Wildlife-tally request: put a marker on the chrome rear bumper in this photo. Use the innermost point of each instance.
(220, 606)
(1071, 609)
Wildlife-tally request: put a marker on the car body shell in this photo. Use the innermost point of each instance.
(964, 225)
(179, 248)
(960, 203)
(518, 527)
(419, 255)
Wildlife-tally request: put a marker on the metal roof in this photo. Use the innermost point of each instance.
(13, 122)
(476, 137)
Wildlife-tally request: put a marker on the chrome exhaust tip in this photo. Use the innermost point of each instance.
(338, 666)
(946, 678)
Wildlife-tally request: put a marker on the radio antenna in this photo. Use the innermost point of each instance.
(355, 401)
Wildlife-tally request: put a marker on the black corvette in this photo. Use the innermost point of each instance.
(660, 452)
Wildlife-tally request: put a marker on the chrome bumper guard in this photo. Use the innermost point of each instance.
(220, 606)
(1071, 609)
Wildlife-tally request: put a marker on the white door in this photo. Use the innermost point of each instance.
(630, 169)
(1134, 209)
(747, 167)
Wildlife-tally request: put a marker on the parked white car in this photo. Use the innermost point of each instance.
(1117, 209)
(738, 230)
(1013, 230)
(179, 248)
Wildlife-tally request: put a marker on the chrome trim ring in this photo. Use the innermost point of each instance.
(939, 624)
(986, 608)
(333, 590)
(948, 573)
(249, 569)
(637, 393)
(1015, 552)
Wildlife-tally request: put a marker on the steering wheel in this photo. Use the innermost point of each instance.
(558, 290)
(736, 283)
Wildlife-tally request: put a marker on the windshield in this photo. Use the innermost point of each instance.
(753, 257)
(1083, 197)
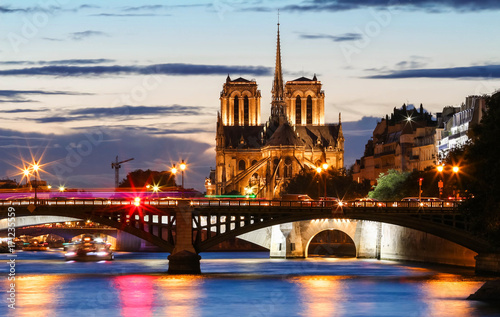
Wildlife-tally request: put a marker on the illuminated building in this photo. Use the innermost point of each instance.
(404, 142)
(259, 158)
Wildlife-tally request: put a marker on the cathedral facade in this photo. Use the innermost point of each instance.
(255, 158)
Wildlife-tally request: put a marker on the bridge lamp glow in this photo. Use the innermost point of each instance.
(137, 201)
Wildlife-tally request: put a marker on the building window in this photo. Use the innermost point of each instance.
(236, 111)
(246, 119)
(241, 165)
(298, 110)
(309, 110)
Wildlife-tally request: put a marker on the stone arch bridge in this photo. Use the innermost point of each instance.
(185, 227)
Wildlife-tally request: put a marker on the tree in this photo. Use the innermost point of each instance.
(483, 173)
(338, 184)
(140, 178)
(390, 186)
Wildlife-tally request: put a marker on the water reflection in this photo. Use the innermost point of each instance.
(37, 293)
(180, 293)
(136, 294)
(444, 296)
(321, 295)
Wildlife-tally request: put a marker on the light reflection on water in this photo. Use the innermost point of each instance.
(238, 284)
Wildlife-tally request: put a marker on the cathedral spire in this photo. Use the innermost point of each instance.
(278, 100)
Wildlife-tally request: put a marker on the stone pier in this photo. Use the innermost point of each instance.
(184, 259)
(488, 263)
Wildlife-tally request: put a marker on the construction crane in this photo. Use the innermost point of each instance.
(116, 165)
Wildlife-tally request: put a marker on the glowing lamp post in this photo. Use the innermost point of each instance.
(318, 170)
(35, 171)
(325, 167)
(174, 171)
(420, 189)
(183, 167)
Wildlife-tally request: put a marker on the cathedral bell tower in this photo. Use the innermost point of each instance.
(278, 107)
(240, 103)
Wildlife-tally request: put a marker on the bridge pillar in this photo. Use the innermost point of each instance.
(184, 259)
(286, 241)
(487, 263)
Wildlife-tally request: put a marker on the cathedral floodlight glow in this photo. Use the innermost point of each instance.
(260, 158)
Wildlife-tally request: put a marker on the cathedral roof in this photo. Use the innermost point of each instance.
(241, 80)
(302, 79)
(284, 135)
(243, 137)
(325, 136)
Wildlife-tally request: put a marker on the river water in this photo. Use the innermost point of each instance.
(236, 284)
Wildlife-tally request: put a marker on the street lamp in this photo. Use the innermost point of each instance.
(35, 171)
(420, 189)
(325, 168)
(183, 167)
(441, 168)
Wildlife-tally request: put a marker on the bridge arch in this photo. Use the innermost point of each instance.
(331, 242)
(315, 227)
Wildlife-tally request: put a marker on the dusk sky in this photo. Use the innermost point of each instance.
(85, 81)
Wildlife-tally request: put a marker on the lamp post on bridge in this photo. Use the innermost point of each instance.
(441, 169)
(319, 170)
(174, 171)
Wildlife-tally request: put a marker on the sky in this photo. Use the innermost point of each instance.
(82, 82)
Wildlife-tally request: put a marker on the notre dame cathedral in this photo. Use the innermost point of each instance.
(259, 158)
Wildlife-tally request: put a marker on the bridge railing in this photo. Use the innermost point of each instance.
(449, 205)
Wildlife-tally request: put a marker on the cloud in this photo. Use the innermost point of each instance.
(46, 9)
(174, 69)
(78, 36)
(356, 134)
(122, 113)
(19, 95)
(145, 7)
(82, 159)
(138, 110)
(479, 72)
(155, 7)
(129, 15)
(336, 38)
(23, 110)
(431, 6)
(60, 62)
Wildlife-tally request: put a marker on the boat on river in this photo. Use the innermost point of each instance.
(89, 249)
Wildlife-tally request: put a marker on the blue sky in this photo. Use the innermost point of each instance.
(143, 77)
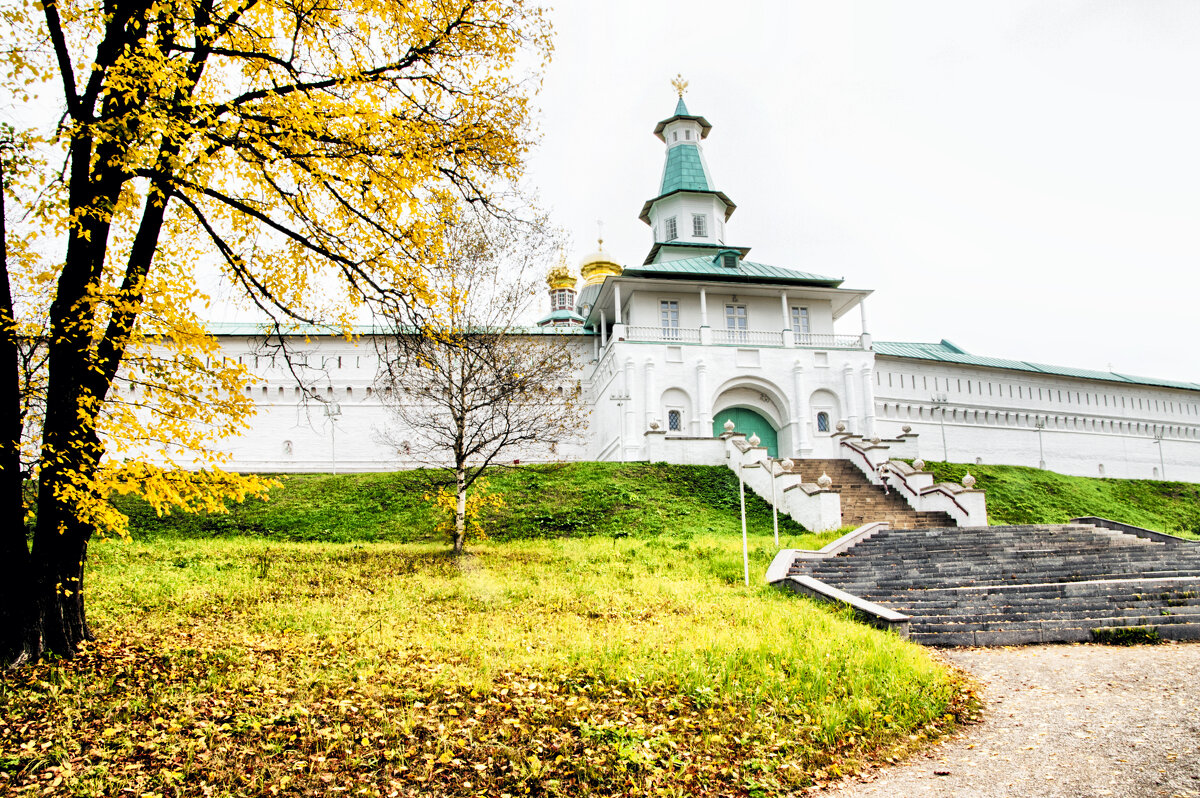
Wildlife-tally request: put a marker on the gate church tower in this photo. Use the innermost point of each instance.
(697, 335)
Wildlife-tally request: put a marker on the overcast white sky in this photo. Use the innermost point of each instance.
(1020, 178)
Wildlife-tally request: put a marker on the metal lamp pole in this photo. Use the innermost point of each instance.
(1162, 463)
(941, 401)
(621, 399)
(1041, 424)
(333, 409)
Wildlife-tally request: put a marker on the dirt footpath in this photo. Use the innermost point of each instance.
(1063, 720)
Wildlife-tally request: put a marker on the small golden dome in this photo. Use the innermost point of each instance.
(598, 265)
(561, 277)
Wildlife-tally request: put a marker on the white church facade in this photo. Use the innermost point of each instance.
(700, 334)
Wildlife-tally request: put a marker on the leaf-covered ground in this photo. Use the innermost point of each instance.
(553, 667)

+-------+

__Directions for this task__.
The expected output is the full material above, word for word, without pictures.

__Answer space__.
Wildlife-tally request: put a marker on the chrome rear bumper in this photo. Use the innermost point of each instance.
(220, 606)
(1071, 609)
Wildlife-tally request: put a marker on the car body shell in this photo. Use the innermost point of each instance.
(964, 225)
(179, 248)
(960, 203)
(518, 527)
(419, 255)
Wildlife-tally request: put a marker on the metal roof in this photo. Use the innermost point of each instance.
(13, 122)
(476, 137)
Wildlife-tally request: put a marker on the chrome exhaust tip in this photo. Use the innermost point of each instance.
(338, 666)
(946, 678)
Wildlife-tally request: put a marker on the radio antenna in this photo. Use the innermost point of each instance.
(355, 401)
Wildlife-tally request: put a marker on the black corvette in this photo. Use the innermost point of each instance.
(660, 452)
Wildlife-tally request: put a marker on the chrome bumper guard in this photo. Use the innermost point of each instance.
(220, 606)
(1071, 609)
Wildlife-tally request: put a marker on the white door in this photo. Use the innermost point of each instance.
(630, 169)
(1134, 209)
(747, 167)
Wildlife-tally request: put a marker on the parked white car in this photo. Use the innermost point of each instance.
(1117, 209)
(738, 230)
(1013, 230)
(179, 248)
Wildlife-tally request: put a marker on the chrome trim ring in this photo. Use the innermost point of each instance.
(939, 624)
(986, 608)
(333, 590)
(948, 573)
(249, 569)
(637, 393)
(1015, 552)
Wildlife-tally request: put a marker on the steering wheel in this photo. Use the innermost point of each instance.
(558, 290)
(736, 283)
Wildlife-tally request: put a marker on the windshield in this photo. Use the innermost point of each instance.
(753, 257)
(1083, 197)
Wildlife-tally request: put a marker on the illuminated building in this photo. Use the innermost point of each instance.
(404, 142)
(259, 158)
Wildlife-tally request: put a marker on the cathedral facade in this photo. Use the innermost point of each instance.
(255, 158)
Wildlife-tally request: put a marker on the bridge lamp glow in this photo. Use the innermost point of each instance.
(137, 201)
Wildlife-tally request: put a marker on the building window in this photo. Use the innermost point of each instance.
(236, 111)
(246, 119)
(241, 165)
(298, 110)
(309, 110)
Wildlife-tally request: put a marker on the stone arch bridge in this photo. Use the innermost point of each instance.
(185, 227)
Wildlife-tally request: put a marker on the tree in this photo. Use the innermost point of each instance.
(483, 173)
(338, 184)
(140, 178)
(390, 186)
Wildlife-tally request: put a marker on the water reflection in this photo. Use the innermost point of each instance.
(37, 293)
(180, 293)
(136, 294)
(444, 296)
(321, 295)
Wildlife-tally request: put a marker on the light reflection on water in this photo. Use the innermost point of each instance.
(238, 284)
Wildlife-tally request: put a marker on the cathedral spire in this photo. Use the innermost point of each instance.
(278, 100)
Wildlife-tally request: put a marker on the stone pier in this photo. Use the innermost point of each instance.
(184, 259)
(488, 263)
Wildlife-tally request: put a marker on the construction crane in this photo. Use the innermost point of each instance.
(116, 165)
Wildlife-tally request: put a marker on the glowing lamp post in this photo. Use the innermost point of each instance.
(318, 170)
(35, 171)
(325, 167)
(174, 171)
(420, 189)
(183, 167)
Wildlife-tally request: put a marker on the cathedral bell tower in this photo. Use the innermost point of each instance.
(278, 107)
(240, 103)
Wildlife-tally request: put a marker on the bridge pillar in this photo. Use the innermost point of each instance.
(184, 259)
(286, 241)
(487, 263)
Wildlife-tally request: put a marker on the cathedral floodlight glow in this photo. Use the innermost point of each instance.
(260, 158)
Wildlife-tally request: put a marker on the cathedral roof in this photo. Use the innermost point of each instance.
(241, 80)
(302, 79)
(284, 135)
(243, 137)
(325, 136)
Wildlife-tally request: put a marker on the river water in this photo. Use the innermost point of each instance.
(236, 284)
Wildlife-tally request: put a marker on the street lamp in this photo. Use the innermost point of each instance.
(35, 171)
(420, 189)
(325, 168)
(183, 167)
(441, 168)
Wildlife-tally request: put a marker on the bridge arch in this photo. Use the innermost point of each instance.
(331, 242)
(315, 227)
Wildlife-tally request: put a marker on the dusk sky in this photo. Use the innermost point of each instance.
(85, 81)
Wildlife-tally request: put a marker on the lamp post on bridge in this photo. Use the innermost point of each instance.
(441, 169)
(319, 170)
(174, 171)
Wildlife-tally request: put a marker on the sky in this photo. Use the innermost point of each instance.
(82, 82)
Wildlife-tally request: put a marker on the notre dame cathedral in this photo. Use the innermost point of each instance.
(259, 158)
Wildlife-tally request: put a marker on the bridge railing in this photo. Use the innermost point of each instance.
(449, 205)
Wildlife-tally request: put a marker on the cloud in this photo. Use the innermost point of each instance.
(46, 9)
(174, 69)
(78, 36)
(356, 134)
(122, 113)
(19, 95)
(145, 7)
(82, 159)
(138, 110)
(479, 72)
(155, 7)
(129, 15)
(336, 38)
(23, 110)
(431, 6)
(60, 62)
Wildlife-tally request: put a marker on the boat on river in this photo. Use the innermost point of each instance.
(89, 249)
Wildlife-tally request: put a marker on the blue sky in this photo. Use the innermost point of each instance.
(143, 77)
Wildlife-tally request: put a marker on the gate church tower in this photo. Use the innermost point of each instance.
(697, 335)
Wildlife-tally request: put a marker on the overcast white sky in this photo. Use the innermost point of each instance.
(1020, 178)
Wildlife-tally request: put a marker on the metal lamp pole in this photo. Use the innermost point of each instance.
(1162, 463)
(941, 401)
(621, 399)
(1041, 424)
(333, 409)
Wildlife-tally request: put a marker on the dirt footpath in this photo. Use the innermost point of each instance.
(1063, 720)
Wildlife-tally request: put a marker on the small golden dome in this photo. Use the innermost point of each instance.
(598, 265)
(561, 277)
Wildlife-tally request: put a marker on the white church facade in this photo. Use the innermost point of each instance.
(700, 334)
Wildlife-tally request: put a marker on the leaf-covered ground in this photo. Use the innermost point of each instance.
(553, 667)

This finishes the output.